> _Obiettivo dell'esercizio_: Per favore, prosegui il racconto sui ristoranti cinesi riportato qui sotto, a partire dalla sua ultima frase.

> _Brano da leggere_:
####################

Nel deserto dei ristoranti cinesi

C'erano almeno due aspetti positivi nel lanciarmi in questa inchiesta culinaria: il cibo (amo la cucina del Sichuan: zuppe di pesce bianco e condimenti iperpiccanti che Tijuana scansati proprio) e le file, praticamente inesistenti. Si, perché nella mia città ci sono almeno un paio di ristoranti in cui è impossibile prenotare, tavole calde dove la cucina è davvero cinese (non il fast food surgelato che troviamo in giro per l'Italia) e, per sedermi, in genere devo aspettare un'oretta, al freddo, sul marciapiede.

La zuppa di pesce del Sichuan
La zuppa di pesce del Sichuan

Stavolta, al mio arrivo, manca giusto il tappeto rosso: nel primo ristorante, la clientela è poca (tutta cinese, a parte quattro americani). L'atmosfera caotica a cui sono abituato se ne è volata via nel freddo dell'inverno italiano, sulle ali delle dichiarazioni un po' azzardate di alcuni politici. Solita zuppa gigante di pesce, solite verdure piccanti, grappa di bambù e via. Niente confusione, niente fila e qualche sorriso. La cena perfetta. Nel secondo ristorante vedo un cartello fuori: "Non siamo stati in Cina da tre mesi". Immagino quanto possa suonare emotivamente contraddittorio per un emigrato sentirsi sollevato nel gridare al mondo che non torna a casa da mesi. Come italiani dovremmo avere, nella nostra cultura, una qualche forma di empatia migratoria, ma gli ultimi anni mi hanno dimostrato che, se davvero esiste, si nasconde molto bene. Stessa storia di prima: entro veloce, mangio ravioli e ramen, poi dorayaki, grappa di bambù e sorrisi.

####################

> _Materiale fornito_:
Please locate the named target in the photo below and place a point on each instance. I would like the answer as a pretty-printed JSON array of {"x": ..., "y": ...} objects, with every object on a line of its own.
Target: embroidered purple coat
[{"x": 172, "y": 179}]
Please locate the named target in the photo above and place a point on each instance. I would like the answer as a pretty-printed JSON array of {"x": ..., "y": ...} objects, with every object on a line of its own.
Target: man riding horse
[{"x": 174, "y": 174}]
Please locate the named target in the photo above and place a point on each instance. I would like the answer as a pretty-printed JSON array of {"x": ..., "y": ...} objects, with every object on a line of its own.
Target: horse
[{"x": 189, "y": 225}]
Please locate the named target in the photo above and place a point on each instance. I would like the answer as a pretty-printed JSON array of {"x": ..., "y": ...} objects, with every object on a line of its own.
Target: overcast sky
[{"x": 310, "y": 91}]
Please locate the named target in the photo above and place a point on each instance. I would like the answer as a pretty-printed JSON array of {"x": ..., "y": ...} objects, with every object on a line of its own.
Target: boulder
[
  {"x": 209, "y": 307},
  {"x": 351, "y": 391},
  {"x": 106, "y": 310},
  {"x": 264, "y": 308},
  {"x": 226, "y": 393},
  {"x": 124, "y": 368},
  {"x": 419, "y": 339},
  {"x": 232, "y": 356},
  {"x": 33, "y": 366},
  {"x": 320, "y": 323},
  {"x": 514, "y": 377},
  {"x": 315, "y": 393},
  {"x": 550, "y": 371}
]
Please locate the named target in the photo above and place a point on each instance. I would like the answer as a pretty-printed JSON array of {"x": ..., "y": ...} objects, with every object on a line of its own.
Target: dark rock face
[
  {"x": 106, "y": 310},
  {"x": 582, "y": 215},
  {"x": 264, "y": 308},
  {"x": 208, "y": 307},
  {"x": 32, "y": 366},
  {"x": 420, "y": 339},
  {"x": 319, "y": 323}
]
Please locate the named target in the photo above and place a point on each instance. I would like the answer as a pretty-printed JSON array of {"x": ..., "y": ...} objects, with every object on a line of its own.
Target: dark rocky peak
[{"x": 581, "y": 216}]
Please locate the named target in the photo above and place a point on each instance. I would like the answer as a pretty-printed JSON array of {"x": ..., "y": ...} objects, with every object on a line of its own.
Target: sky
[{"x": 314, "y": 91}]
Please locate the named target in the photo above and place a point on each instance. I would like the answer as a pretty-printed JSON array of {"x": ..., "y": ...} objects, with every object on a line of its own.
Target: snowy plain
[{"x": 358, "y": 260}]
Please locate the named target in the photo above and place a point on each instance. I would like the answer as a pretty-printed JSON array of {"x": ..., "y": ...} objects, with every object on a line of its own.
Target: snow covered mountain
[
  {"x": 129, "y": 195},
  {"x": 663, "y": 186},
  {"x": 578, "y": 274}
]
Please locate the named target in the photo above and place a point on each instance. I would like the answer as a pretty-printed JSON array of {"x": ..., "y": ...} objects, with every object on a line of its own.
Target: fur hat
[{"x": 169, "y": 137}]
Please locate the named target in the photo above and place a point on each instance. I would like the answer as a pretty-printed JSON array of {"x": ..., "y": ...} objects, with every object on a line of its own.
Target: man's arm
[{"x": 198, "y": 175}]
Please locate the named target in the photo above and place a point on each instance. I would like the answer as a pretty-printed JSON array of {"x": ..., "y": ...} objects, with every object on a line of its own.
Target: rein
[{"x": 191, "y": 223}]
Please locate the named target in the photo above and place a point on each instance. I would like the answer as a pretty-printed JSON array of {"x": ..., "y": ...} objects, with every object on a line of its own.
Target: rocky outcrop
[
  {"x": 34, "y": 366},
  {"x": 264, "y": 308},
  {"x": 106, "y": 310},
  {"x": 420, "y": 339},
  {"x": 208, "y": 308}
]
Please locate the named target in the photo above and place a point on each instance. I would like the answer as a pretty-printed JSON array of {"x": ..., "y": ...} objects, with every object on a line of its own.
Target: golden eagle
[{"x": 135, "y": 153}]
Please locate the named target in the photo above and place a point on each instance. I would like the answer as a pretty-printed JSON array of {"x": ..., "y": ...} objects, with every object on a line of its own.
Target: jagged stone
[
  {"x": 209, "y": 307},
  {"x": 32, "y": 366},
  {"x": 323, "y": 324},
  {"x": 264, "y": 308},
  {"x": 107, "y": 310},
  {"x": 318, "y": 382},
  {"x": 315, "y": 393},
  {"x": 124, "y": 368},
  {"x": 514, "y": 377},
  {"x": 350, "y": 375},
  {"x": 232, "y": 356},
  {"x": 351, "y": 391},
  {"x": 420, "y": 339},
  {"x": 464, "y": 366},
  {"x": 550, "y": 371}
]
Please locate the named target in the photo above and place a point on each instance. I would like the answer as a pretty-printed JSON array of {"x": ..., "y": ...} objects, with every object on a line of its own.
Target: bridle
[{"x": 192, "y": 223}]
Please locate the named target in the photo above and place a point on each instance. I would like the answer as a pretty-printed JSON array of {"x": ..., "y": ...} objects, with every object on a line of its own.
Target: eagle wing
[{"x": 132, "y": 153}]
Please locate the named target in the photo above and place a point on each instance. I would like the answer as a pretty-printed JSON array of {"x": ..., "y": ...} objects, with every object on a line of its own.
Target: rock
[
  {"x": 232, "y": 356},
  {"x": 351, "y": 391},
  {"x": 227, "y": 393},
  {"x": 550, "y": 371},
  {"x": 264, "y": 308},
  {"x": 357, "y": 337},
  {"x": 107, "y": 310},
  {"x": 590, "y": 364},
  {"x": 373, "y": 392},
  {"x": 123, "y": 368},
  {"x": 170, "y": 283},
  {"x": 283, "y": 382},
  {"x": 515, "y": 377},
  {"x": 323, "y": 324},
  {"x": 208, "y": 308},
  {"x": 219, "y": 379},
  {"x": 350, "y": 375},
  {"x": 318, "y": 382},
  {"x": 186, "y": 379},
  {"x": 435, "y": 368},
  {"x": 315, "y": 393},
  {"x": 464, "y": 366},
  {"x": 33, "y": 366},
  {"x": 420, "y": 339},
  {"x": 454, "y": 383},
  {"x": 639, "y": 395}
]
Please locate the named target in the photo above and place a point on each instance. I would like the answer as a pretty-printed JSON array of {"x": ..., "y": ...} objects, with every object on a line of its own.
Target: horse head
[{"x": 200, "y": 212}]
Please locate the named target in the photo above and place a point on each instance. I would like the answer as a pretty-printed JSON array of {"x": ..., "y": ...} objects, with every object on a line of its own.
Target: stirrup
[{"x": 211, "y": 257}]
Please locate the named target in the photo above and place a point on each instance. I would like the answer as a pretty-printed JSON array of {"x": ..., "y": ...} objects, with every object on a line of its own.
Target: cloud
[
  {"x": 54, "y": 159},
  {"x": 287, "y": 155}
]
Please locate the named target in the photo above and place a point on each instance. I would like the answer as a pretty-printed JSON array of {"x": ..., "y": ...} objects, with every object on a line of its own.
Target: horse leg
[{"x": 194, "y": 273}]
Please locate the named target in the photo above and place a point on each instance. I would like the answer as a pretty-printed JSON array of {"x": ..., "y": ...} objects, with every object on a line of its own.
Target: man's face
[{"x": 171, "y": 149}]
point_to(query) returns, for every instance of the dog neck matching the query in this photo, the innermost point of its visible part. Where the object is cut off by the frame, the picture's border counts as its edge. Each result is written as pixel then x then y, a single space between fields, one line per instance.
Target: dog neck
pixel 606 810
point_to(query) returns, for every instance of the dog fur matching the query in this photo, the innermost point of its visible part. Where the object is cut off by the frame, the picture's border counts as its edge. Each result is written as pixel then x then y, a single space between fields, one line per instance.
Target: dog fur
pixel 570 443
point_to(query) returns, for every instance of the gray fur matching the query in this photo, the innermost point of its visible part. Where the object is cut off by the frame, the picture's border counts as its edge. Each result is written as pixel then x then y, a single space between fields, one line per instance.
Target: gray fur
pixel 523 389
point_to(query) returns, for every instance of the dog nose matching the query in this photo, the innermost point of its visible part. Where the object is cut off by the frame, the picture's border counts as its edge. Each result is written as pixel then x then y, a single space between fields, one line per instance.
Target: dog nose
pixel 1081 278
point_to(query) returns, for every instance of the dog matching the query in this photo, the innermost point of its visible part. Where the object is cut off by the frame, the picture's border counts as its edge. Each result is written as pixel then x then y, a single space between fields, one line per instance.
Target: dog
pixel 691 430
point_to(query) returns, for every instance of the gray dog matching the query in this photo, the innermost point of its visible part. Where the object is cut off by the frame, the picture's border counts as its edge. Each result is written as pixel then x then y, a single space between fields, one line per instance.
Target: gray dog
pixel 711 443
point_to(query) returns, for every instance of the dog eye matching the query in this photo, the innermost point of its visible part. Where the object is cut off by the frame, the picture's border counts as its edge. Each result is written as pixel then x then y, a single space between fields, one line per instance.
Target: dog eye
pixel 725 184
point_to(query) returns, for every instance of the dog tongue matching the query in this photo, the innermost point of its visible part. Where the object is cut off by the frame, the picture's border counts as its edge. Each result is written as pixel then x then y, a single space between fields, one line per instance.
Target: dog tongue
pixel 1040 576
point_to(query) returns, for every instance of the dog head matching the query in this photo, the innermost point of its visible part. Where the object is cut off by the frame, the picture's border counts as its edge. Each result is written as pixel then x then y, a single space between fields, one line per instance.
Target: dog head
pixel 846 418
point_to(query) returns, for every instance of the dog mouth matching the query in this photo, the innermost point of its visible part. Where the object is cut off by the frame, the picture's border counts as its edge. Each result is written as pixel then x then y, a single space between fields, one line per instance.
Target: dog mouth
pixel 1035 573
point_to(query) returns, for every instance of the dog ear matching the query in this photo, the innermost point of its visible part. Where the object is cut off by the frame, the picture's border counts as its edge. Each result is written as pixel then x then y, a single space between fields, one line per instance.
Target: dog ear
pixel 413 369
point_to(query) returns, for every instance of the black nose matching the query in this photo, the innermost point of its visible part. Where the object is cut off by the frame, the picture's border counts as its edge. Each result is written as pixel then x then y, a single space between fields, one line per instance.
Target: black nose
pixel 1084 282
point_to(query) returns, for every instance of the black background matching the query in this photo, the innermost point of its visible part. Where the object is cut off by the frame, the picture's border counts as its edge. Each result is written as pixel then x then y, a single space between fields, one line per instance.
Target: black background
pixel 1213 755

####################

> _Risposta scritta_:
Le melanzane al cinese sono impegnative
Le melanzane al cinese sono impegnative

Per il terzo ho bisogno di un intervallo: il granchio piccante che cucinano è memorabile e voglio gustarmelo. Qui trovo una coppia italiana, l'unica da quando ho iniziato. Mi sparo involtini e granchio, poi bambù, e il mio stomaco inizia a essere provato. Ma io sono una persona dedita al lavoro e quindi chiudo il giro con un takeaway classico: spaghetti di riso con curry e pollo in agrodolce in un ultimo posto. Stavolta niente bambù.

E insomma il coronavirus?

Tutto quello che ho rimediato da questo tour de force è stata un po' di indigestione. Etnicizzare il coronavirus, come abbiamo fatto in quest'ultima settimana, è un segno dei tempi e delle nuove tendenze culturali. Naturalmente la prudenza è una buona cosa ma l'allarmismo non aiuta nessuno, quindi qualche dato che può esservi utile (e in fondo all'articolo tutti i link): la malattia diffusasi a Wuhan è un virus di tipo B (meno letale, per fare un esempio, dell'influenza, che miete ogni anno 300,000 vittime nel silenzio generale); lo Stato italiano è tra quelli che attua più controlli; il governo di Pechino sta trattando la malattia come fosse di tipo A per sicurezza e, soprattutto: essere cinesi non implica avere il coronavirus. In particolare se gestisci un ristorante in Italia da trent'anni.